Stored data entries:
........
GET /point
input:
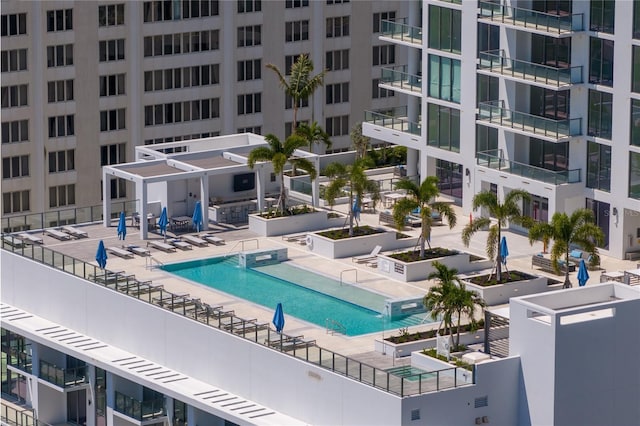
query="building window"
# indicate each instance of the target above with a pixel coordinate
(444, 29)
(337, 126)
(601, 61)
(602, 16)
(250, 70)
(336, 93)
(382, 16)
(444, 78)
(110, 15)
(59, 20)
(600, 117)
(14, 96)
(598, 166)
(14, 60)
(250, 103)
(60, 91)
(15, 131)
(296, 31)
(63, 195)
(15, 202)
(59, 56)
(14, 24)
(384, 55)
(112, 120)
(337, 60)
(336, 27)
(250, 36)
(444, 127)
(15, 167)
(62, 161)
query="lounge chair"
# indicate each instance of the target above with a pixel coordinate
(365, 258)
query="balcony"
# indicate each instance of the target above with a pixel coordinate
(399, 31)
(139, 410)
(399, 78)
(531, 125)
(495, 61)
(63, 377)
(493, 160)
(549, 23)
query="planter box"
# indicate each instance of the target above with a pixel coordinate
(355, 246)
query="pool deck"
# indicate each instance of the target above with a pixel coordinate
(239, 238)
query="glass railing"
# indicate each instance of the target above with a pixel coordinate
(399, 77)
(402, 31)
(548, 22)
(63, 377)
(393, 121)
(250, 329)
(494, 112)
(496, 61)
(492, 160)
(139, 410)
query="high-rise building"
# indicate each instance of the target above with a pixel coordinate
(84, 82)
(536, 95)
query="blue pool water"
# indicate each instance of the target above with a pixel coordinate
(326, 299)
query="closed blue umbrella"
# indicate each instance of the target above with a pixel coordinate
(101, 255)
(583, 274)
(122, 227)
(278, 318)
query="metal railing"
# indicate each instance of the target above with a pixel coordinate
(493, 160)
(548, 22)
(496, 61)
(495, 113)
(250, 329)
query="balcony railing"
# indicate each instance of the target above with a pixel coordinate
(63, 377)
(401, 31)
(495, 113)
(493, 160)
(139, 410)
(400, 78)
(395, 120)
(527, 18)
(496, 61)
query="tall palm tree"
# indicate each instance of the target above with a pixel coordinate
(508, 211)
(279, 154)
(578, 229)
(422, 198)
(301, 84)
(354, 177)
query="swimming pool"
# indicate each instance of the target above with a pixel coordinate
(356, 309)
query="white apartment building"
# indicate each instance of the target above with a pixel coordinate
(535, 95)
(84, 82)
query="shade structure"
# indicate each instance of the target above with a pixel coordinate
(196, 219)
(504, 250)
(101, 255)
(278, 318)
(122, 227)
(583, 274)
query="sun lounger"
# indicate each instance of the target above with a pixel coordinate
(120, 252)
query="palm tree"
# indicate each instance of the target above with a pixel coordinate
(354, 177)
(301, 83)
(422, 198)
(508, 211)
(279, 154)
(566, 231)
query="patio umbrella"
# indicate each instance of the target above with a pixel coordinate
(122, 227)
(197, 217)
(101, 255)
(278, 318)
(583, 275)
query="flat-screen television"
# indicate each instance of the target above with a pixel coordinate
(244, 182)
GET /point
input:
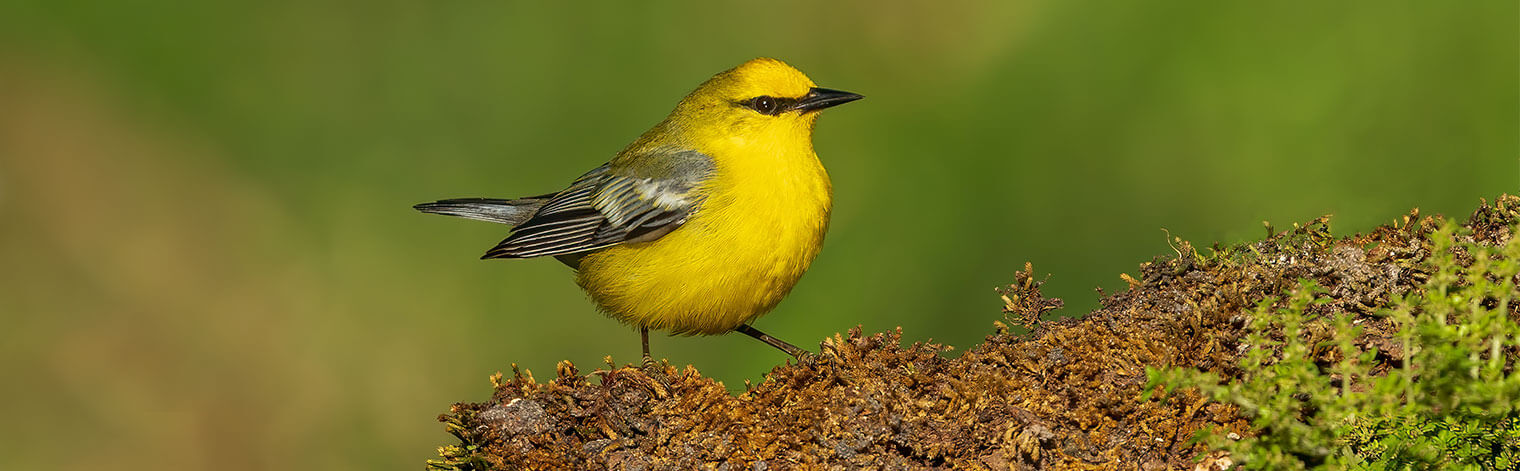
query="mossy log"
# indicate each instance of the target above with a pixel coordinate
(1061, 395)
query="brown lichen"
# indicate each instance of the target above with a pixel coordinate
(1063, 397)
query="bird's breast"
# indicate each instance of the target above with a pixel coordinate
(757, 230)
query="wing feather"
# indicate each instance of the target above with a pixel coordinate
(613, 204)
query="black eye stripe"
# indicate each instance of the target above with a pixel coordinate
(768, 105)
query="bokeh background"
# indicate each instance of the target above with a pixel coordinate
(210, 260)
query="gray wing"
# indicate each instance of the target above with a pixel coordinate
(611, 205)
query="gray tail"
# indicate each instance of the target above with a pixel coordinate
(508, 211)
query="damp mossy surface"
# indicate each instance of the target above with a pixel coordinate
(1058, 395)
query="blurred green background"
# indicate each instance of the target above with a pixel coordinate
(210, 260)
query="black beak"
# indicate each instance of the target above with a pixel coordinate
(823, 97)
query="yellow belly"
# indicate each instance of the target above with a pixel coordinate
(731, 262)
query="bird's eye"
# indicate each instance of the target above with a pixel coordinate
(765, 105)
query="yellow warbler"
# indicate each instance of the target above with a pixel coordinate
(704, 222)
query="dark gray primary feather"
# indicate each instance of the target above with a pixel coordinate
(508, 211)
(611, 205)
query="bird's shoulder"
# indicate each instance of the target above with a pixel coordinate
(633, 198)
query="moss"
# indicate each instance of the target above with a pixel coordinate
(1064, 395)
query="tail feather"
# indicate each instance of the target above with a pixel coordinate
(508, 211)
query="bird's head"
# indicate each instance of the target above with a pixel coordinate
(762, 99)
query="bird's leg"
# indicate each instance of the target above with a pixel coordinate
(771, 341)
(643, 333)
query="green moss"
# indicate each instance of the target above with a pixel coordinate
(1446, 400)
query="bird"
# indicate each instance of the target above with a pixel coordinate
(704, 222)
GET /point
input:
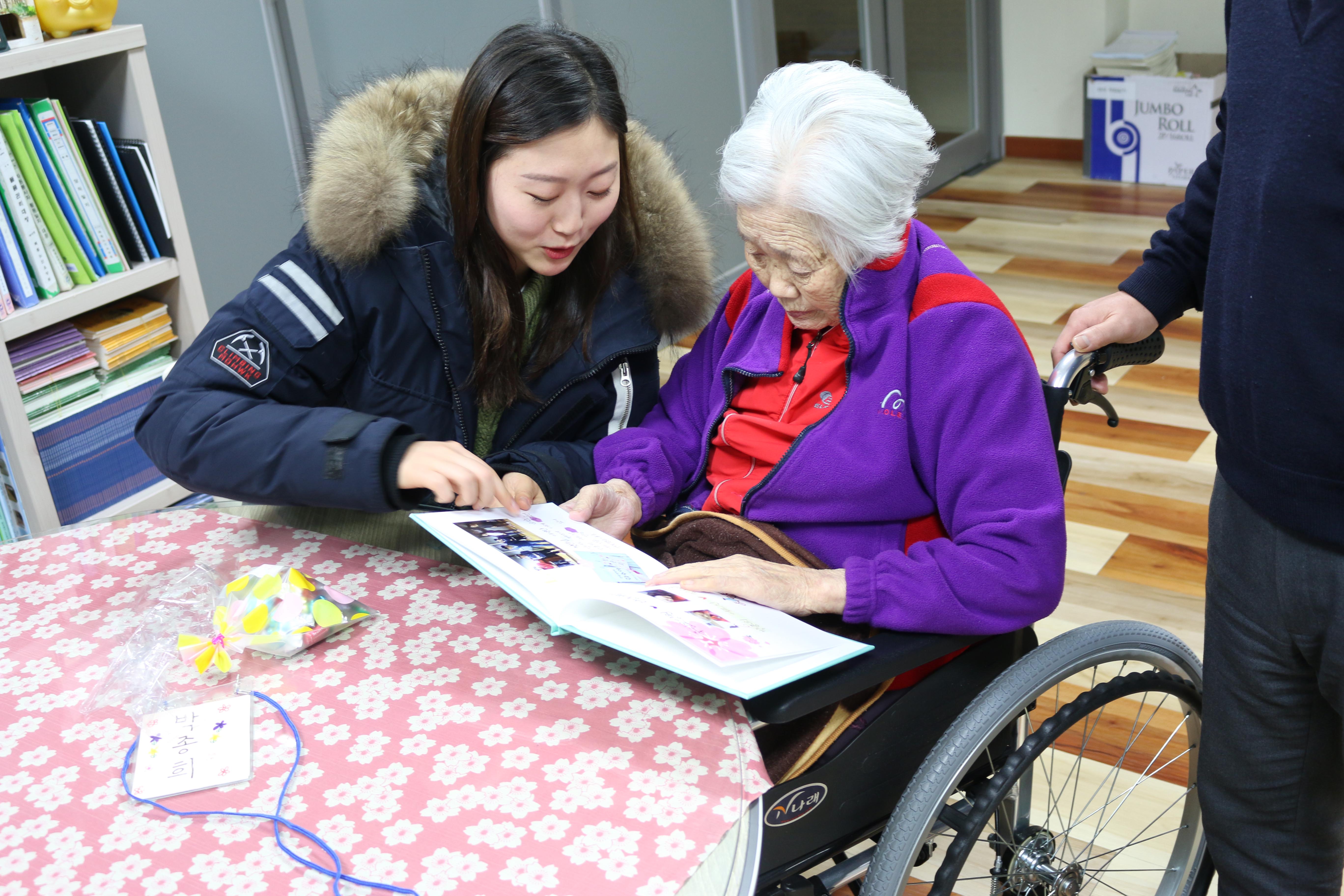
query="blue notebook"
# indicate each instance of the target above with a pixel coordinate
(92, 459)
(584, 582)
(126, 187)
(57, 187)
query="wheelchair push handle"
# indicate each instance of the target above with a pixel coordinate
(1072, 378)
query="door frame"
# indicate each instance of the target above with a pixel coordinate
(883, 46)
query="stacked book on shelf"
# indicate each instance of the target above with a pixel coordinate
(13, 524)
(79, 205)
(84, 385)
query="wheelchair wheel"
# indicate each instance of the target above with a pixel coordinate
(1073, 774)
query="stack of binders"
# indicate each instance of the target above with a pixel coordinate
(85, 385)
(50, 357)
(79, 205)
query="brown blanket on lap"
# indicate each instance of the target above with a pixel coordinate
(789, 749)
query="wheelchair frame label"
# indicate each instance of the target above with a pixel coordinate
(795, 805)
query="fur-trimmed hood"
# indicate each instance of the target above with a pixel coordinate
(372, 154)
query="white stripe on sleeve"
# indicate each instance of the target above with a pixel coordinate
(314, 292)
(295, 306)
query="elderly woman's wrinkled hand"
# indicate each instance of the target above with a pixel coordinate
(612, 507)
(795, 590)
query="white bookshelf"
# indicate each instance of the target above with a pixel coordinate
(103, 76)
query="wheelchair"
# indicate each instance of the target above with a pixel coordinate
(1017, 769)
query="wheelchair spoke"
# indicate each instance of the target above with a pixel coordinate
(1124, 797)
(1147, 777)
(1135, 843)
(1120, 764)
(1142, 780)
(1076, 827)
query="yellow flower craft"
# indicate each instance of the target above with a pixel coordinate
(233, 633)
(276, 610)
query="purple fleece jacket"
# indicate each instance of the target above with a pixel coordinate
(943, 413)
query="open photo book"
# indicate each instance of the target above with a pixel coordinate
(585, 582)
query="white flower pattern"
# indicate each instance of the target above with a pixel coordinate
(547, 764)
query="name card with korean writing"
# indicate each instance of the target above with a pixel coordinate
(194, 749)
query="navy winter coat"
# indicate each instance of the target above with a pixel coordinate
(355, 340)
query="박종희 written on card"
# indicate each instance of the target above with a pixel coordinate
(196, 747)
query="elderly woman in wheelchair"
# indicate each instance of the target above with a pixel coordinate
(861, 437)
(859, 390)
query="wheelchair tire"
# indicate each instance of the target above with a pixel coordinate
(991, 753)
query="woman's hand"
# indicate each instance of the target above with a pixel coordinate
(612, 507)
(795, 590)
(453, 475)
(523, 490)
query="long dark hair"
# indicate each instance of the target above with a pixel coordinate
(530, 81)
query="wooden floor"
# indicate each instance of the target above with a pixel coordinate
(1046, 240)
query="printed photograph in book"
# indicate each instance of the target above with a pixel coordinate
(527, 550)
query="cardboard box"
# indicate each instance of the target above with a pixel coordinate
(1150, 129)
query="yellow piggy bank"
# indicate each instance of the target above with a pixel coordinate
(62, 18)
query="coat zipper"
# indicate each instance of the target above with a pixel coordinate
(443, 350)
(728, 400)
(587, 375)
(803, 373)
(849, 366)
(624, 383)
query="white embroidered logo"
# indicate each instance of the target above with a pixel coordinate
(897, 402)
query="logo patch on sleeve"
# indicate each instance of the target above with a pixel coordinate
(247, 355)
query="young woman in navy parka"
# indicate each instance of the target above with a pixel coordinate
(486, 275)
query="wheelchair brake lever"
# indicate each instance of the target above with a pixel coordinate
(1076, 373)
(1085, 394)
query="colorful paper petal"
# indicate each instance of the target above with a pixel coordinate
(333, 594)
(257, 620)
(327, 613)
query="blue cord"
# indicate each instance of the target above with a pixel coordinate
(275, 820)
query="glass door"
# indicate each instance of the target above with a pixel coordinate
(943, 53)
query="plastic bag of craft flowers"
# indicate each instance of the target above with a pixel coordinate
(193, 629)
(144, 664)
(271, 609)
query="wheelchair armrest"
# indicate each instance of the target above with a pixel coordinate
(893, 653)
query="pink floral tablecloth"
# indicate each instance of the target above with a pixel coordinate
(449, 746)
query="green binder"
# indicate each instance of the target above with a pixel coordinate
(57, 225)
(56, 132)
(49, 229)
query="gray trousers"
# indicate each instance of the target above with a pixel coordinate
(1272, 759)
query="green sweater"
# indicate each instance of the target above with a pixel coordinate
(489, 418)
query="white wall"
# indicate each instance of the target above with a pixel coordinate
(1049, 45)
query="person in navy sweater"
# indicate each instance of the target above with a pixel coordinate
(1259, 246)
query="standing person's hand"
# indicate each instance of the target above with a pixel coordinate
(1119, 318)
(525, 491)
(453, 475)
(612, 507)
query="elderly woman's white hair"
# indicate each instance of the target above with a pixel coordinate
(842, 146)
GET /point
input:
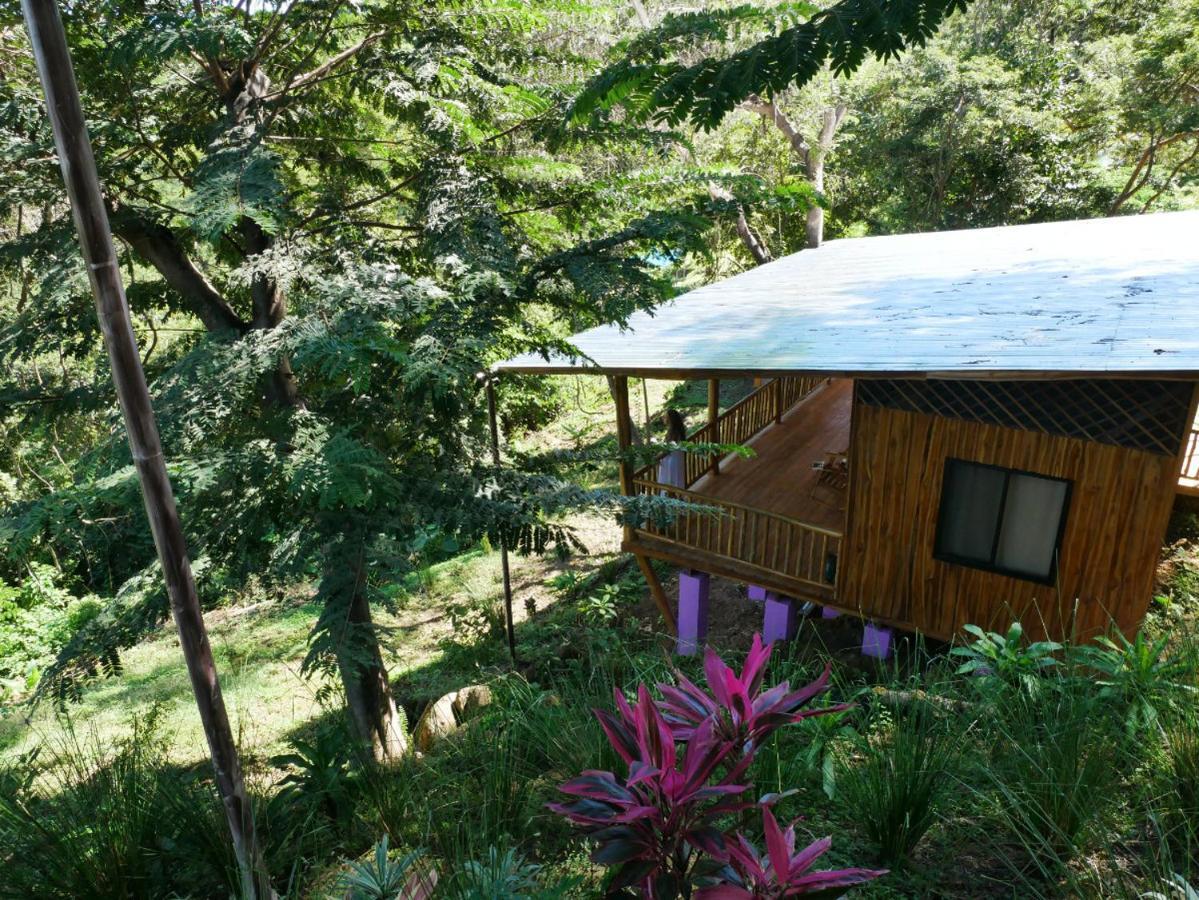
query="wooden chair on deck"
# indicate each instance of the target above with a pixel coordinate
(833, 470)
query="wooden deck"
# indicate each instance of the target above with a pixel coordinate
(781, 478)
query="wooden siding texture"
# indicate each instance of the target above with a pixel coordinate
(1119, 506)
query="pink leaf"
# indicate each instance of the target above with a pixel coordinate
(723, 892)
(716, 670)
(807, 856)
(776, 846)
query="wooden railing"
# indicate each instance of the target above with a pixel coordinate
(739, 423)
(771, 543)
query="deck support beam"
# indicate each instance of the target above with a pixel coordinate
(877, 640)
(693, 591)
(624, 433)
(779, 622)
(714, 420)
(657, 592)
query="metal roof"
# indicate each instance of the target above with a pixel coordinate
(1113, 296)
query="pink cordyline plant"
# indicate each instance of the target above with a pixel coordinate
(687, 755)
(781, 871)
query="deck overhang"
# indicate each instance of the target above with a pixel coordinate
(1115, 297)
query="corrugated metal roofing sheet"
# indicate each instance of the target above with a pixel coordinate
(1097, 296)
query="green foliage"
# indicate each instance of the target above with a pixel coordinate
(1140, 675)
(112, 822)
(1055, 777)
(504, 876)
(384, 879)
(38, 617)
(899, 779)
(654, 83)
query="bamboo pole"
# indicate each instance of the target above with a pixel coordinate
(510, 624)
(657, 593)
(714, 420)
(78, 164)
(624, 433)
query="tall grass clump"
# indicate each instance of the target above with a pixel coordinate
(80, 822)
(1053, 771)
(897, 780)
(1179, 791)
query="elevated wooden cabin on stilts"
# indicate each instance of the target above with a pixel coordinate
(964, 427)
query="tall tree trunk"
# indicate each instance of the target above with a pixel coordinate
(270, 309)
(83, 186)
(368, 695)
(813, 163)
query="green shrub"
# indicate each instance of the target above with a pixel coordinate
(896, 783)
(1005, 659)
(1053, 769)
(1139, 675)
(1180, 789)
(83, 823)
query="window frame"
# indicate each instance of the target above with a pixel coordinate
(993, 567)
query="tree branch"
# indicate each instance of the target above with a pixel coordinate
(329, 65)
(771, 113)
(158, 246)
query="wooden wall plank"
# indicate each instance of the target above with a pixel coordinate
(1119, 507)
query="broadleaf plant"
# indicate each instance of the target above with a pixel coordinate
(663, 825)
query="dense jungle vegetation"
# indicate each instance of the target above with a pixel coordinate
(331, 217)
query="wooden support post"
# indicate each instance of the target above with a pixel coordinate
(82, 180)
(657, 592)
(779, 622)
(714, 422)
(693, 590)
(877, 641)
(508, 622)
(624, 433)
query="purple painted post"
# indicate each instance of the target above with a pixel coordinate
(877, 641)
(779, 621)
(692, 611)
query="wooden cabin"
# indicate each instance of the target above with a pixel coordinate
(951, 428)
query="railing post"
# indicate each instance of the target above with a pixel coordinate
(624, 433)
(714, 422)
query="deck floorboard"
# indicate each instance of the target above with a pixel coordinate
(781, 478)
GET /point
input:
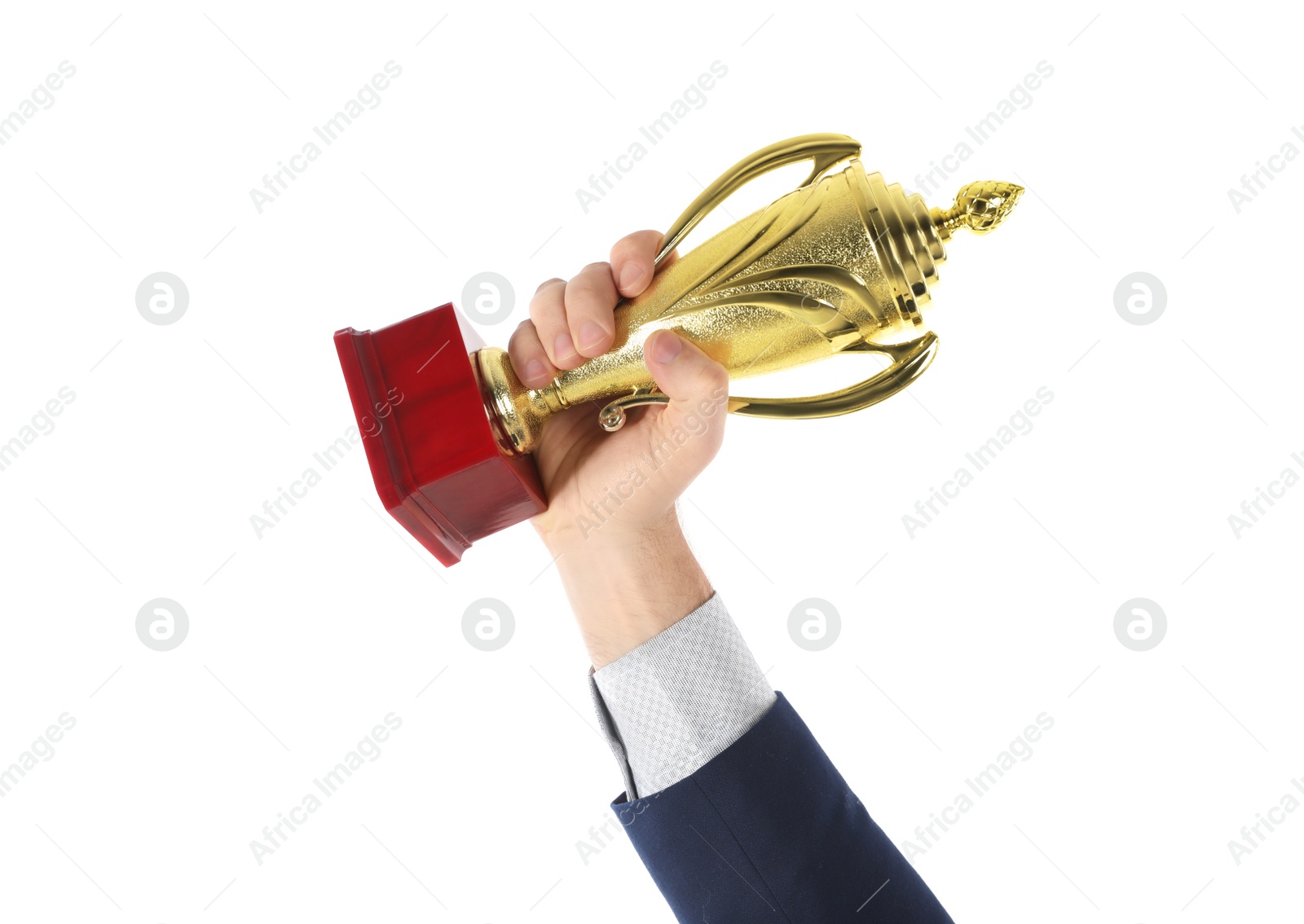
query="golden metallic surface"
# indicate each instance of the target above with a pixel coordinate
(841, 263)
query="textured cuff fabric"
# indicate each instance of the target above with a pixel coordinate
(680, 699)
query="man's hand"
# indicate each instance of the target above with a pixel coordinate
(610, 519)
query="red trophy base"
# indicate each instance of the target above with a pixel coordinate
(434, 455)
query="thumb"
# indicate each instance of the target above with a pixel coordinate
(698, 389)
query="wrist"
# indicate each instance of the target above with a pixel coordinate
(628, 585)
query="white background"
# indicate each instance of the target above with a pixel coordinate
(303, 639)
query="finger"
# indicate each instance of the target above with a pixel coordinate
(698, 389)
(548, 312)
(632, 261)
(528, 358)
(590, 299)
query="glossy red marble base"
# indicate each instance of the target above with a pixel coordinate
(434, 455)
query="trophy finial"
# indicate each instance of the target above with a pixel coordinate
(980, 206)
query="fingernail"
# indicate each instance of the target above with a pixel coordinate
(535, 372)
(667, 347)
(564, 348)
(591, 334)
(630, 275)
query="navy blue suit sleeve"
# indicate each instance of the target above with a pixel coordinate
(769, 830)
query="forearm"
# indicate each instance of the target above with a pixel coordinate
(628, 587)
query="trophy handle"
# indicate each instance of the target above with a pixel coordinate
(825, 149)
(910, 360)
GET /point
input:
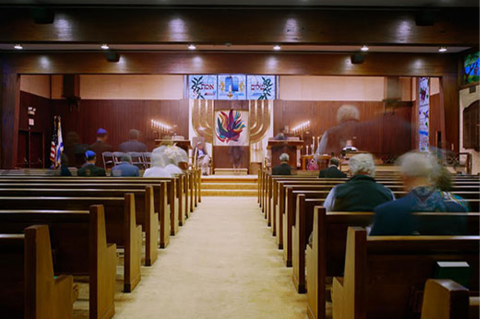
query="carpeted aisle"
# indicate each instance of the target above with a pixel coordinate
(222, 264)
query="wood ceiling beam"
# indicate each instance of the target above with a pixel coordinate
(453, 27)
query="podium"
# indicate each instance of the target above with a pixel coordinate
(277, 147)
(183, 144)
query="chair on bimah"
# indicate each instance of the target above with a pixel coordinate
(278, 147)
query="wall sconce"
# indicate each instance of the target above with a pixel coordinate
(160, 127)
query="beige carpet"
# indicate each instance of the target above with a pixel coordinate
(222, 264)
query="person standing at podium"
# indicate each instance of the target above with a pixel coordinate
(284, 168)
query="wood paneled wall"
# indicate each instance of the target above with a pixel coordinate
(43, 124)
(388, 131)
(119, 116)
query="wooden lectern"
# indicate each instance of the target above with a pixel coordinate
(277, 147)
(183, 144)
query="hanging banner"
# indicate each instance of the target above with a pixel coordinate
(423, 114)
(261, 87)
(231, 128)
(202, 87)
(232, 87)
........
**Task**:
Count the lines in the rows that contain the string "glass". Reply with only the number.

**The response**:
2